→ Job
Extract every row below word for word, and leave the pictures out of your answer.

--- Given information ---

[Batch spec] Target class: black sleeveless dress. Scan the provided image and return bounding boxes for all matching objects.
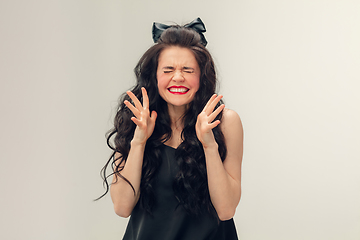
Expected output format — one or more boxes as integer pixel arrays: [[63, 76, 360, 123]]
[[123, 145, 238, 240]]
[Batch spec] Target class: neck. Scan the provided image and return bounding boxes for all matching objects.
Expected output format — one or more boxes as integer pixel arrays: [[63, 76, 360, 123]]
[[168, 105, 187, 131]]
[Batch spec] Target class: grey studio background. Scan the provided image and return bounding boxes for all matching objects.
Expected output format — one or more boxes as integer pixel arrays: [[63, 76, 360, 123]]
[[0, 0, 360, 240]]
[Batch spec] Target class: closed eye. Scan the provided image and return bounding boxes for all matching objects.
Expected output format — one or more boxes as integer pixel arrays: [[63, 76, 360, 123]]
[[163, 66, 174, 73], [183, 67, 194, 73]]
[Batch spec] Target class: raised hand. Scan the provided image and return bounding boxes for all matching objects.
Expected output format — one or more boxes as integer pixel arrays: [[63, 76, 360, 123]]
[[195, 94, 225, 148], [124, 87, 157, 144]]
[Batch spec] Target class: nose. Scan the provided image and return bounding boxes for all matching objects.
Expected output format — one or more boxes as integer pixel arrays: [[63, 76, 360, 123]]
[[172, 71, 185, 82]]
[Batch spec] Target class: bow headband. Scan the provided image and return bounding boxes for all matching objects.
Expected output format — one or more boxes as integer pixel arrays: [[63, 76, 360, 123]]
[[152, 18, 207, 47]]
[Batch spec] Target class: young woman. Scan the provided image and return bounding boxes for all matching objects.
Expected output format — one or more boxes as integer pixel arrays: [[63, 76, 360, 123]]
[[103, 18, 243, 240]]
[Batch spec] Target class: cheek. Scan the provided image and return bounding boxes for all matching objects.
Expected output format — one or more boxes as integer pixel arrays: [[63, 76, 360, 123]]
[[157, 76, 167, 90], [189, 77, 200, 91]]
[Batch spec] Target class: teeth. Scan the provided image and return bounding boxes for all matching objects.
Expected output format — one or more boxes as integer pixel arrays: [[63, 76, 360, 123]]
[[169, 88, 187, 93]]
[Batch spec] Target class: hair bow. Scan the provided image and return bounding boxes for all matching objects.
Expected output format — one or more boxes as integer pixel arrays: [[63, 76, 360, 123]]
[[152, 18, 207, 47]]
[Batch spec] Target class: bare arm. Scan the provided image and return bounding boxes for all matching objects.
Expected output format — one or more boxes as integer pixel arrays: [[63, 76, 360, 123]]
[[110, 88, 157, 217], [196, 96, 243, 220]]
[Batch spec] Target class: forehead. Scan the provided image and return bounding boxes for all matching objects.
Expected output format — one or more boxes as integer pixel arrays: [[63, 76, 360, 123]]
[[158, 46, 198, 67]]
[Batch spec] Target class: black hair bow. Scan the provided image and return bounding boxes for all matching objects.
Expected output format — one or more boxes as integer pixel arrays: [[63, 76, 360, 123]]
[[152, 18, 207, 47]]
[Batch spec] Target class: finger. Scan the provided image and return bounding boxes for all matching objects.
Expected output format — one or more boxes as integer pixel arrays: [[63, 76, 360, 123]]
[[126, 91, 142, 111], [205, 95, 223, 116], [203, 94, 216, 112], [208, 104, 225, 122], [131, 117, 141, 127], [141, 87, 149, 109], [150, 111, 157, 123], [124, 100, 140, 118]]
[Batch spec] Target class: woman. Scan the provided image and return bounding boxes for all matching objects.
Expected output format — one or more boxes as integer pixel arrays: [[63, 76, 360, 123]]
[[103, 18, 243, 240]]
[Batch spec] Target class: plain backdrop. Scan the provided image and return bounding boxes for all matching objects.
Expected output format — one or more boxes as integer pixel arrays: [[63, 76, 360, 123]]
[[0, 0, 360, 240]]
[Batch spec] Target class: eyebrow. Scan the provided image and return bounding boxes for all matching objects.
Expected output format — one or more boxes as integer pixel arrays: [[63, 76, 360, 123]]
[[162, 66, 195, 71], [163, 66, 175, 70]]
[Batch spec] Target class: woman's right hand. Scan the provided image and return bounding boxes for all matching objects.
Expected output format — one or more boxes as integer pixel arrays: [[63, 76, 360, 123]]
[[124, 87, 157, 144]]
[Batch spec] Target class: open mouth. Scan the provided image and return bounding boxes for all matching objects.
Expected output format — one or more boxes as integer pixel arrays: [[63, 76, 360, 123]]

---

→ Written solution
[Batch spec] Target class: black sleeveless dress. Scan the provided image and return bounding boxes for all matching objects.
Expected output format — one or more boxes as integer pixel arrays: [[63, 76, 360, 123]]
[[123, 145, 238, 240]]
[Batch spec] Target class: neck. Scan the provided image and return bounding boxes for all matching objects.
Expected output format — one or more boxes as integer pixel arrays: [[63, 76, 360, 123]]
[[168, 105, 187, 131]]
[Batch spec] Target class: grey studio background. Scan the provided image and return bounding boxes for all matching objects.
Expected output format — one or more boxes as integer pixel arrays: [[63, 76, 360, 123]]
[[0, 0, 360, 240]]
[Batch spec] Target class: closed eye. Scan the provided image and return bounding boxes for all matching objects.
Expected output format — one or more boxes as integer pixel arrays: [[63, 76, 360, 123]]
[[163, 66, 174, 73], [183, 67, 194, 73]]
[Batch spec] Target class: raised hand. Scan the provided image and return bounding boxes for all matching objects.
Expected output format — one or more boxes as integer pixel arrays: [[63, 76, 360, 123]]
[[195, 94, 225, 148], [124, 87, 157, 144]]
[Batch spec] Target class: nose. Scan the provided image and return bounding boxes for all matching objects.
Expected output format — one or more boxes as integer pixel arrays: [[63, 76, 360, 123]]
[[172, 71, 185, 82]]
[Batch spec] Target class: bow headband. Scan the provided image and return bounding boxes for all matching objects.
Expected output format — one or more boxes as integer pixel arrays: [[63, 76, 360, 123]]
[[152, 18, 207, 47]]
[Batch spec] Target class: young woman. Scan the provided image and return bounding boxes for all matching objects.
Expected output format — one or more boxes as integer pixel arrays: [[63, 76, 360, 123]]
[[103, 18, 243, 240]]
[Batch spec] Target class: cheek. Scan the provided image and return bounding boxes for all matching objects.
Expected output format — one or more boxes as integer pixel arrays: [[63, 76, 360, 123]]
[[157, 76, 167, 90], [189, 77, 200, 91]]
[Batch spec] Target class: teeth. Scan the provided image and return bounding boxes for all matching objects.
Expected output format — one or more boxes as integer pixel arrays: [[63, 76, 360, 123]]
[[169, 88, 187, 93]]
[Batch spec] Target class: hair bow. Scan the provided image and return bounding boxes for all matching objects.
Expected output format — one or more boxes as integer pixel arrays: [[63, 76, 360, 123]]
[[152, 18, 207, 47]]
[Batch spec] Target class: bare arm. Scan the provided image and return bounding boxes for all matching objects.
Expected output format — one or more boxes as integer pixel arrays: [[63, 76, 360, 123]]
[[110, 88, 157, 217], [196, 96, 243, 220]]
[Batch spec] Target class: forehead. Scan the provided image and return bounding boxes for all matching objects.
Expected output format — one or more boxes as integer pixel arrays: [[63, 76, 360, 123]]
[[158, 46, 198, 67]]
[Batch spec] Target class: black hair bow. Scan the provided image and return bounding boxes for all matching objects.
Expected output format — one or more boxes as integer pixel arrays: [[63, 76, 360, 123]]
[[152, 18, 207, 47]]
[Batch spec] Target class: finger. Scan the provided image and return bounding boxes for all matching objects.
Expected output format — one or more boxes as integer pixel arrays: [[63, 76, 360, 123]]
[[126, 91, 142, 111], [205, 95, 223, 116], [203, 94, 216, 112], [208, 104, 225, 122], [131, 117, 141, 127], [141, 87, 149, 109], [150, 111, 157, 123], [124, 100, 140, 118]]
[Batch spec] Target class: woman. Scan the provided image and return bounding boxes for all matching objects.
Expected output format — one or more boxes as integer pixel arrays: [[63, 76, 360, 123]]
[[103, 18, 243, 240]]
[Batch spec] Target class: plain backdrop. Scan the provided image and return bounding boxes for all matching objects.
Expected output format — one or more boxes as integer pixel arrays: [[63, 76, 360, 123]]
[[0, 0, 360, 240]]
[Batch spec] Target class: eyebrow. Scan the provided image and return bounding boxes for all matching objects.
Expected output format — one or more boxes as integer pixel arrays: [[63, 76, 360, 123]]
[[162, 66, 195, 71], [163, 66, 175, 70]]
[Batch spec] Target class: woman's right hand. Scan the provided image and return bounding boxes for all matching objects.
Expected output format — one or more boxes as integer pixel arrays: [[63, 76, 360, 123]]
[[124, 87, 157, 144]]
[Batch spec] Target class: open mouth. Scan the provided image and return bounding boxes for all matching objects.
Expected output format — one or more boxes as integer pixel arrays: [[63, 76, 360, 123]]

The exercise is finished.